▶ TEXTO A LER

○ ○ ○ ○ ○ ○ ○

2006-07-16

João d' Almeida (1902-1935): em eco se converta

Yolanda Bragado

Quase desterro para esta voz nua. Junto ao tempo, pouco eco. Só o sopro apagado da brisa da poesia. Quem sabe ou quem diz uma palavra de ti, Poeta?
João d' Almeida nasceu em Sezures, Penalva do Castelo, em 1902, vindo a falecer trinta e três anos depois, em Luanda. Mais de cem anos transcorridos sobre o nascimento do poeta, não seria fácil vê-lo celebrado na nossa circunstância. E, no entanto, a sua vida breve inscreveu um lugar literário que urge redimensionar.

○ ○ ○ ○ ○ ○ ○

▶ DADOS FORNECIDOS

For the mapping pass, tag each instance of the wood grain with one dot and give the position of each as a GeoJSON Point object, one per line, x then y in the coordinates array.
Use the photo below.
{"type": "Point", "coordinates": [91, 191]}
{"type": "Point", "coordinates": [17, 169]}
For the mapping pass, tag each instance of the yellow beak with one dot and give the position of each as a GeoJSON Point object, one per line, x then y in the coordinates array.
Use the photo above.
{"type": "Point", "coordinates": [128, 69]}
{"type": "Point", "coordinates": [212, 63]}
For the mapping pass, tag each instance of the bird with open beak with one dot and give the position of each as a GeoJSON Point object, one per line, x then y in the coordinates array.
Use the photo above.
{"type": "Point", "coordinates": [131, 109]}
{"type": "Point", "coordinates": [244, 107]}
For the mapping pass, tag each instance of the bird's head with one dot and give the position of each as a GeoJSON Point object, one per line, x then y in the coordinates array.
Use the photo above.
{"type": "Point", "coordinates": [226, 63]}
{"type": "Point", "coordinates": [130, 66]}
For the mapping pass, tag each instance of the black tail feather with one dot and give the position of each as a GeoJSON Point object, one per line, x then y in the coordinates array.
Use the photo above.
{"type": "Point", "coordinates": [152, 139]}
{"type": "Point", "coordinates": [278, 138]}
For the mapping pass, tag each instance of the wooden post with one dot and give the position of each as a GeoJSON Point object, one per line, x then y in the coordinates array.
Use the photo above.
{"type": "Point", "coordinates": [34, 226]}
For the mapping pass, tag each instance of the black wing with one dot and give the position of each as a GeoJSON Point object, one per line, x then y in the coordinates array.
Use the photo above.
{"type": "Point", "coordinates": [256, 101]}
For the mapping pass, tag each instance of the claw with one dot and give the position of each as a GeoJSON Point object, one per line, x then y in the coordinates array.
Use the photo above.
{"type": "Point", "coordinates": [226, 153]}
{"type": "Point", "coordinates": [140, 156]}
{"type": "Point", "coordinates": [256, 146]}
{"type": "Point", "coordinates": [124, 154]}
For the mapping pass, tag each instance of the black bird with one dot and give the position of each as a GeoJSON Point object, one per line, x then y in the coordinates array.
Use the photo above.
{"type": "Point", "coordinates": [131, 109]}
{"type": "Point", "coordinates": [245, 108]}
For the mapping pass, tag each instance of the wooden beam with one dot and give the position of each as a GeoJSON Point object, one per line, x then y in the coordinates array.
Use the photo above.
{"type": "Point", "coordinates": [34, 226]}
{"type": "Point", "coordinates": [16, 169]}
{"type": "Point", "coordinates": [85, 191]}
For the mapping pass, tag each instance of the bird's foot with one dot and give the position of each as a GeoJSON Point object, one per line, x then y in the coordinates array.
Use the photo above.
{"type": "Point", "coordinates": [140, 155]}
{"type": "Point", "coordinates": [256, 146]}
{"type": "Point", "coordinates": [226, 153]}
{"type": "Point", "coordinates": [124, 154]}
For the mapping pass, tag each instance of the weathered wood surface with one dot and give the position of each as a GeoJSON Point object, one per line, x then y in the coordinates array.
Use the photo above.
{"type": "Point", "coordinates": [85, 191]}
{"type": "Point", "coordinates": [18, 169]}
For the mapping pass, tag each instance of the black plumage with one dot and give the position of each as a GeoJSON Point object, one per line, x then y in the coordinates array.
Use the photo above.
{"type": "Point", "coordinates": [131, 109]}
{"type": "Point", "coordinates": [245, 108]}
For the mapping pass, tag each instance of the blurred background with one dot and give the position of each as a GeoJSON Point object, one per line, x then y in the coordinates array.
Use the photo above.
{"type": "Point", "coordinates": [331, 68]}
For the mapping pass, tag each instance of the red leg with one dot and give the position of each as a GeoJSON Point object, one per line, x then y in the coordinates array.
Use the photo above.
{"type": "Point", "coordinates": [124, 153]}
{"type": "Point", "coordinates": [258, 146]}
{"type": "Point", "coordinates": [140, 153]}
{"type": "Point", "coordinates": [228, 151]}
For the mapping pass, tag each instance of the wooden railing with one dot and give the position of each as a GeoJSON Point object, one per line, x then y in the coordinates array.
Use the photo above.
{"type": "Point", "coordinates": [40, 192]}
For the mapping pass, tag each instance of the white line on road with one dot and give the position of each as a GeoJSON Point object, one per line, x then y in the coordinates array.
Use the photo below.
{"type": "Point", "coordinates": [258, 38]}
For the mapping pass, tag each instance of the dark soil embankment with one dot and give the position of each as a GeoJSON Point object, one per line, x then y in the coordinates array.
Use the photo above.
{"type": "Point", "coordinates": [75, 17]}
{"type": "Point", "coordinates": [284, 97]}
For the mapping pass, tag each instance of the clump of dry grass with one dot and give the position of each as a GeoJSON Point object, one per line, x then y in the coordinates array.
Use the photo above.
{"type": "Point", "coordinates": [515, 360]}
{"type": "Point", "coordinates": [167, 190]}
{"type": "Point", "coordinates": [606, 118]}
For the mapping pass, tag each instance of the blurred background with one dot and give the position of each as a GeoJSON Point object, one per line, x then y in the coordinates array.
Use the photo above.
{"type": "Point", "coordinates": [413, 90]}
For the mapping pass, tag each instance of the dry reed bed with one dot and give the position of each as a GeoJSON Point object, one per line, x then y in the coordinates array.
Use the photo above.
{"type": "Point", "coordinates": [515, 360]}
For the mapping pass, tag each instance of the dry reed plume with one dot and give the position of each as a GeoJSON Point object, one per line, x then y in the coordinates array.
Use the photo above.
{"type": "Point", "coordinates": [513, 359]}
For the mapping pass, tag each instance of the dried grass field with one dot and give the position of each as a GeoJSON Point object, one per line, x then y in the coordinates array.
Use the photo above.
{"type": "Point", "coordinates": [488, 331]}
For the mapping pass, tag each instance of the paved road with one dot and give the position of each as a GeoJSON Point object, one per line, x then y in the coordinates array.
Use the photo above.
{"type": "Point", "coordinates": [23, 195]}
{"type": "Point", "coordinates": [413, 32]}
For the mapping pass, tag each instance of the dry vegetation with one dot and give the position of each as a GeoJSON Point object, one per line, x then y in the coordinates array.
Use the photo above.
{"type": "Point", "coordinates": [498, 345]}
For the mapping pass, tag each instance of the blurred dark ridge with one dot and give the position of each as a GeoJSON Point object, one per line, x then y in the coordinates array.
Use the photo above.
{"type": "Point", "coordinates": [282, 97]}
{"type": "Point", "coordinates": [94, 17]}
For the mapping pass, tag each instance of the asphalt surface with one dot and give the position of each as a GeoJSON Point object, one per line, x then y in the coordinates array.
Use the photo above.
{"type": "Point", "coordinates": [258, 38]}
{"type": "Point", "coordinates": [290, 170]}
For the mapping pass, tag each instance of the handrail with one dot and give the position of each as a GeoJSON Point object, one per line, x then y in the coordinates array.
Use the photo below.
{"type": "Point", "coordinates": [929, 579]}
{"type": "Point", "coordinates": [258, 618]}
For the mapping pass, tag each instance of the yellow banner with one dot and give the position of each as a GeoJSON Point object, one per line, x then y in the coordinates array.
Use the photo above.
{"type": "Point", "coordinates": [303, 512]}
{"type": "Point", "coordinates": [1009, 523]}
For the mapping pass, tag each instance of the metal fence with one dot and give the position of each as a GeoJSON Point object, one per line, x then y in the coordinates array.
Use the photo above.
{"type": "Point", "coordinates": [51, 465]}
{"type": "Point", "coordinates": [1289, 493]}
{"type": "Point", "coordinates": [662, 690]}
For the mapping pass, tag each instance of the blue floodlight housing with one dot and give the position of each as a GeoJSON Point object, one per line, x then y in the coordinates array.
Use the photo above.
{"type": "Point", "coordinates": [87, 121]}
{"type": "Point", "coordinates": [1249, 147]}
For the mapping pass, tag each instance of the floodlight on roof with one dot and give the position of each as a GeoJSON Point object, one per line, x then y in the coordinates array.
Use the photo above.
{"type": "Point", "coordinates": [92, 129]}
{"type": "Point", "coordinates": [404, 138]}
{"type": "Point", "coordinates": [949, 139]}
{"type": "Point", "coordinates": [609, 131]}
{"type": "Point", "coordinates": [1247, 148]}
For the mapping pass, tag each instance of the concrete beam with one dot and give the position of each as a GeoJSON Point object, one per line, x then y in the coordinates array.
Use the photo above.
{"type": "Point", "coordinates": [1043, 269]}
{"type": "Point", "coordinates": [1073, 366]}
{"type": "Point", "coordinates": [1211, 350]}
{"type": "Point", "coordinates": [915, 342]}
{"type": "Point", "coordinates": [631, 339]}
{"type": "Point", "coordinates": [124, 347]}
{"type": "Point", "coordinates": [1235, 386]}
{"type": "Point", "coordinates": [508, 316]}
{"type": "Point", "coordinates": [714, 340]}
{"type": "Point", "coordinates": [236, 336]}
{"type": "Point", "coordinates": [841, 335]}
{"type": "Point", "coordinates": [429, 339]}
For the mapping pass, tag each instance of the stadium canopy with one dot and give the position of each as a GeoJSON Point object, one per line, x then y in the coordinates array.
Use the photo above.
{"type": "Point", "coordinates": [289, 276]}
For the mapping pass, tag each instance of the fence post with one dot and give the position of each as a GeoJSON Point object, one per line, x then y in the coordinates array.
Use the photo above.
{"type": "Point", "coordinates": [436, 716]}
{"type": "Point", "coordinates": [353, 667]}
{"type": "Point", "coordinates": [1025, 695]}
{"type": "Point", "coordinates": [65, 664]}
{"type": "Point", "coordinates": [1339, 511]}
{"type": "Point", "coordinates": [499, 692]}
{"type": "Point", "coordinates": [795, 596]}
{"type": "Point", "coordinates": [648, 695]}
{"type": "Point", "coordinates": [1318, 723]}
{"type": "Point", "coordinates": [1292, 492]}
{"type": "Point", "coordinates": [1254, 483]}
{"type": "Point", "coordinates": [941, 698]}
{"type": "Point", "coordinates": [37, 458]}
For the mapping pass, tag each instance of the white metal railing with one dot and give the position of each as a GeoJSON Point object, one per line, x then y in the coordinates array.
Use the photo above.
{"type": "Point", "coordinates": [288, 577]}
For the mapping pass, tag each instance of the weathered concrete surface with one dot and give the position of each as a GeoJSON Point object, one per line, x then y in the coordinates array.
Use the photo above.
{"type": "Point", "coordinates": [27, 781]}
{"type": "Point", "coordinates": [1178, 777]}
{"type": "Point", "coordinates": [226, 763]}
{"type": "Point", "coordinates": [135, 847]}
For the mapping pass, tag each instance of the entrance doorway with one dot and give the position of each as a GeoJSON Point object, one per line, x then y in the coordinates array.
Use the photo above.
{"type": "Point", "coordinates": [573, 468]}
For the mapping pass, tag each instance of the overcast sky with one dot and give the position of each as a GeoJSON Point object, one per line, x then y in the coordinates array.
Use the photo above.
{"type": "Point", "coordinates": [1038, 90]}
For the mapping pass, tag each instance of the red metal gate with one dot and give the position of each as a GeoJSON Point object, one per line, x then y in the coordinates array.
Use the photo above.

○ ○ ○ ○ ○ ○ ○

▶ OBJETIVO
Prossiga o texto sobre o poeta João d' Almeida a partir da última frase apresentada.

▶ RESPOSTA ESCRITA
Estudante de Direito em Coimbra (1920-1926), publicaria em 1923 o seu único livro “Novilúnio” e viria a integrar, nesse mesmo ano, a equipa directiva da revista coimbrã “Bizâncio”. Estes dois factos literários, quase simultâneos, diga-se, vieram a eternizar-se pela pena de José Régio nas “Páginas do Diário Íntimo”, o que, de algum modo, assegura a glória futura do esquecidíssimo escritor penalvense. Concluído o curso universitário, viria João d' Almeida a exercer advocacia em Luanda, cidade onde viria a morrer, depois de também por lá ter desempenhado funções de chefia na secretaria da Câmara Municipal.
João d' Almeida é um decadentista epigonal, como se colhe, por exemplo, no poema “Ária do Poente" (pp. 21-23): "sinto-me decadente, e adoro o abismo / do Poente, num desmoronar completo." Sem queda, vejamos agora, em breve contextualização periodológica, a possível sagração e destino deste poeta de um livro só.
Com raiz inscrita na área franco-belga, o Decadentismo difunde-se, no penúltimo decénio do século XIX, pela Europa e América Latina, vindo a perder predominância com os alvores do novo século, não obstante a sobrevivência epigonal a par do Simbolismo, a miscigenação ocasional com o Neo-Romantismo e a adstringência a ornamentalismos artísticos.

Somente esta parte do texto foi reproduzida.